TEXTE FOURNI:
En 2013, le marché des podcasts était encore largement confidentiel en France. Marc-Antoine Durand a pourtant l’idée d’une application qui va permettre d’enregistrer des bulles vocales de moins de deux minutes, que ses utilisateurs vont pouvoir géolocaliser autour d’eux. « On avait construit ce réseau social audio avec quasiment pas de moyens, se rappelle Marc-Antoine Durand. Mais on avait réussi à avoir une belle notoriété. »
Cette notoriété est d’ailleurs la seule réussite incontestable de Bobler : le nombre d’utilisateurs ne décollera jamais et le modèle économique est aux abonnés absents. Il s’agit pourtant d’une formidable école de l’entrepreneuriat pour cette équipe de dix personnes qui s’est construite autour du projet. « On a appris à être résilient, explique le fondateur de Bobler. À toujours réfléchir à son modèle et à son produit en allant parler à ses utilisateurs. »
Un séminaire dans les Vosges pour passer de Bobler à LiPP
L’équipe gagne aussi en rapidité d’exécution. Si la création de Bobler avait pris un an et demi, leur application suivante sortira en moins d’une semaine. En effet, quand Marc-Antoine Durand comprend que cette première tentative ne sera pas fructueuse, il rassemble ses équipes pour un séminaire dans les Vosges pour faire émerger le nouveau projet.

CONSIGNE 1:
D'après le texte sur Bobler, combien de temps la création de cette application avait-elle pris ?

ENTRÉES FOURNIES:
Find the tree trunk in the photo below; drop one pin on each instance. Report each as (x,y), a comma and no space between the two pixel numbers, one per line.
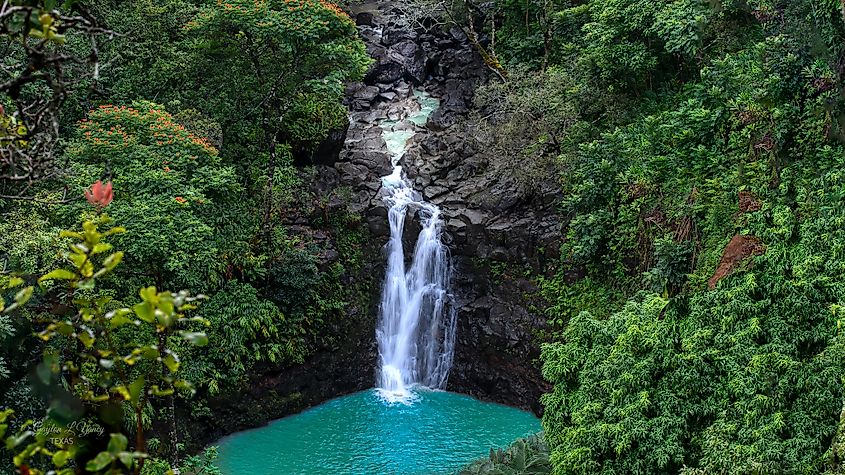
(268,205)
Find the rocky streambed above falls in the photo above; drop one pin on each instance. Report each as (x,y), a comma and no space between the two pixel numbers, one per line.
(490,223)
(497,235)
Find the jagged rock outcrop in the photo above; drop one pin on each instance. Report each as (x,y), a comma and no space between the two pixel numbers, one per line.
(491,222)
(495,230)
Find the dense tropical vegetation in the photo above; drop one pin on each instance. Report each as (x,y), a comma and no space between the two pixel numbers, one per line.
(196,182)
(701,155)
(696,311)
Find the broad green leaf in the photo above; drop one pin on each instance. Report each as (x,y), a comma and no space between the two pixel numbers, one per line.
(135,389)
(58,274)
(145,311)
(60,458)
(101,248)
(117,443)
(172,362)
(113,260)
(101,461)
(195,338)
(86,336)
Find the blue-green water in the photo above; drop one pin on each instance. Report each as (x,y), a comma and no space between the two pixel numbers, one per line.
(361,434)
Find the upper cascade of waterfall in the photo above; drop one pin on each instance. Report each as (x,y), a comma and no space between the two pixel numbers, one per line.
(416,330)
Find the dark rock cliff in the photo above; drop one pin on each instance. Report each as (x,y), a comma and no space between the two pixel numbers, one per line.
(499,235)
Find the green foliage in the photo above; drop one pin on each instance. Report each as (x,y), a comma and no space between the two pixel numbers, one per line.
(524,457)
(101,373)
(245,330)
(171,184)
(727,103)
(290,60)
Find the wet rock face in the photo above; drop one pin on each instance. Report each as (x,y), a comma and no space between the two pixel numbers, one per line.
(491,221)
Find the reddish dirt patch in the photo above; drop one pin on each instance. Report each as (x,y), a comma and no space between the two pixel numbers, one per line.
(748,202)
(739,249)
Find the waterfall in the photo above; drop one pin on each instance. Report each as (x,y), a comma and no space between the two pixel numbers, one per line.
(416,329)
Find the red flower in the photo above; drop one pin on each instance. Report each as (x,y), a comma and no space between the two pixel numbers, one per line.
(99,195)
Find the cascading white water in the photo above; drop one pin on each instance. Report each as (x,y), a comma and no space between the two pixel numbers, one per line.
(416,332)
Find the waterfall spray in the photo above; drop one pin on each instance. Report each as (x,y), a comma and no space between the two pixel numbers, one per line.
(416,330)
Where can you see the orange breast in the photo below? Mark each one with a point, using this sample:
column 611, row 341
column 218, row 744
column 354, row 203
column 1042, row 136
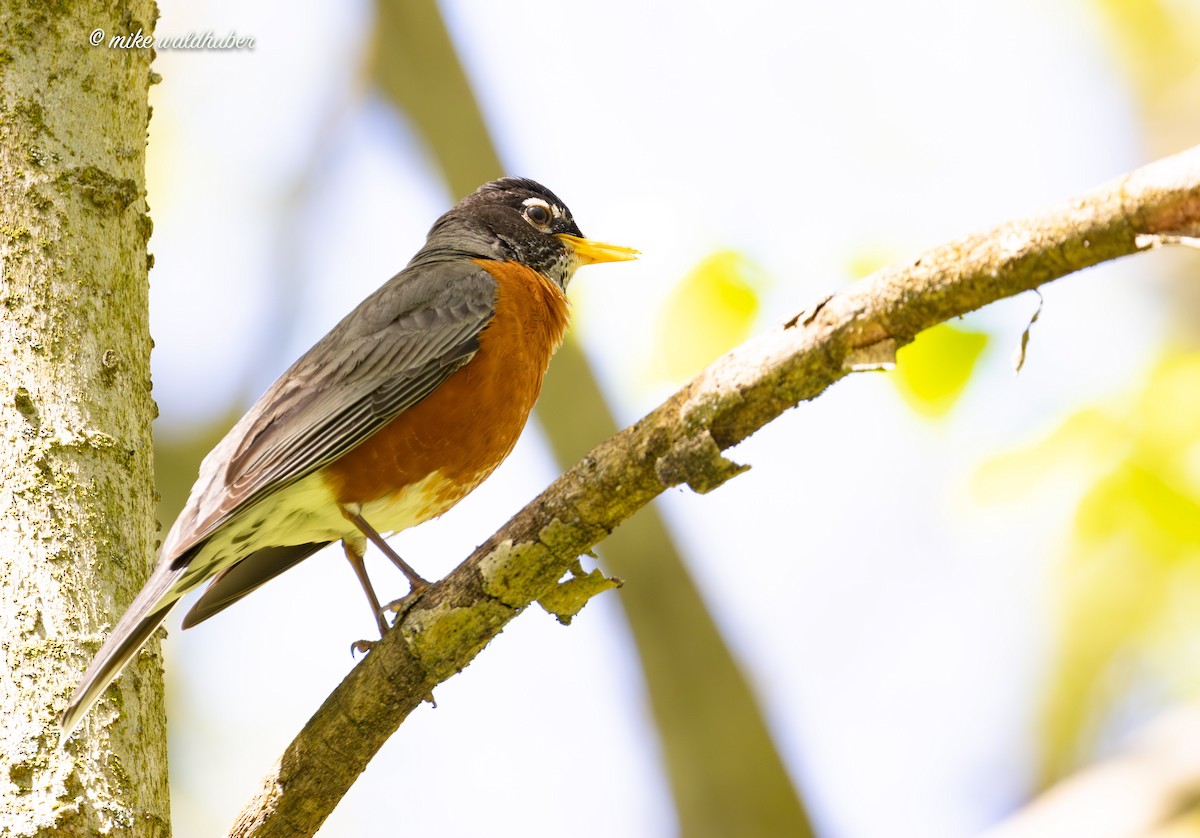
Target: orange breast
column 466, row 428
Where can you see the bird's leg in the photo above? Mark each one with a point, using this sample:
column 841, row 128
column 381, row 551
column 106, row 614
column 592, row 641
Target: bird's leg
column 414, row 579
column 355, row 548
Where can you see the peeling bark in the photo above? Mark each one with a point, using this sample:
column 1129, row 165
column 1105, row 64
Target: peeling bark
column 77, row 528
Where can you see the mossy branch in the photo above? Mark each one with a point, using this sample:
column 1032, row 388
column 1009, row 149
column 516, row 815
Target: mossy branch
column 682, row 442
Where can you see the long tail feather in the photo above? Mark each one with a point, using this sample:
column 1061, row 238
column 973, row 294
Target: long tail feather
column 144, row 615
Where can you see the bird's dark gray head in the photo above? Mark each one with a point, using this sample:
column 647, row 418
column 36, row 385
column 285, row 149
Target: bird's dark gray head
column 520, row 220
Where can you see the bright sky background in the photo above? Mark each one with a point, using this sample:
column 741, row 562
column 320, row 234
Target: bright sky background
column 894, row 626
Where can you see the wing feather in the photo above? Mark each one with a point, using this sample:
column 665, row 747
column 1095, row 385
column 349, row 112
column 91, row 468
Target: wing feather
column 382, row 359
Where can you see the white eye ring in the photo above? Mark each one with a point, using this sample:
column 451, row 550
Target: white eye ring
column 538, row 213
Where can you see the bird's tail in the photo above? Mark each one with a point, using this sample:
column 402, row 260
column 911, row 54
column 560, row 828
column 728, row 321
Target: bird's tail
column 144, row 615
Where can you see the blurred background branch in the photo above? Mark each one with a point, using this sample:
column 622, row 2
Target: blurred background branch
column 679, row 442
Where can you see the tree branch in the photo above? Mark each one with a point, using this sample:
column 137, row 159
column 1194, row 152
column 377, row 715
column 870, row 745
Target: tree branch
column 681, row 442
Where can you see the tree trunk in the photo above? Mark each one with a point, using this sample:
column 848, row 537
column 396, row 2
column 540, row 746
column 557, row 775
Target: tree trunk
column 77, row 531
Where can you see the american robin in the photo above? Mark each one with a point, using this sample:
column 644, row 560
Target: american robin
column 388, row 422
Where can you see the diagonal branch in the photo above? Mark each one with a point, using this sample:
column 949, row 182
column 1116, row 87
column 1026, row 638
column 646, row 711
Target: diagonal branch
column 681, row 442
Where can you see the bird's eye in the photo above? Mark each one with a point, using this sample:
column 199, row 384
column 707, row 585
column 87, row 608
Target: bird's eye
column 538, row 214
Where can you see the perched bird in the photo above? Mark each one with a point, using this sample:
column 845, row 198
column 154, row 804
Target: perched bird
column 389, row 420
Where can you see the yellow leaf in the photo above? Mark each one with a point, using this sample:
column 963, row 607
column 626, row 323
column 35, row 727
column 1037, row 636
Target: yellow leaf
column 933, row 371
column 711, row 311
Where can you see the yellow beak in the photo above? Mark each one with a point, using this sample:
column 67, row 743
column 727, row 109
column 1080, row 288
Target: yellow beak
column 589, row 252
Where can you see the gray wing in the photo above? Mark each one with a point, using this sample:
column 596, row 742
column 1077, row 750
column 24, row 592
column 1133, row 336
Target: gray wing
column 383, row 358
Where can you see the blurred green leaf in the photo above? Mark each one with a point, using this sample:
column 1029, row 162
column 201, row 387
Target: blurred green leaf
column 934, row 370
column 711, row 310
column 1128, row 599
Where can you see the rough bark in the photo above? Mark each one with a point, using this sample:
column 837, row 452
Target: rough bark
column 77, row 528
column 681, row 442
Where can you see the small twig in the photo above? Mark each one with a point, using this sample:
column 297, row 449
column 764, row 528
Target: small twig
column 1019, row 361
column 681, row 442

CONSIGNE 2:
Renvoyez chaque ligne du listing qui contient le mot "beak", telle qu'elle y figure.

RÉSULTAT 1:
Un an et demi.

RÉSULTAT 2:
Where can you see the yellow beak in the photo above? Mark each one with a point, using this sample:
Target: yellow beak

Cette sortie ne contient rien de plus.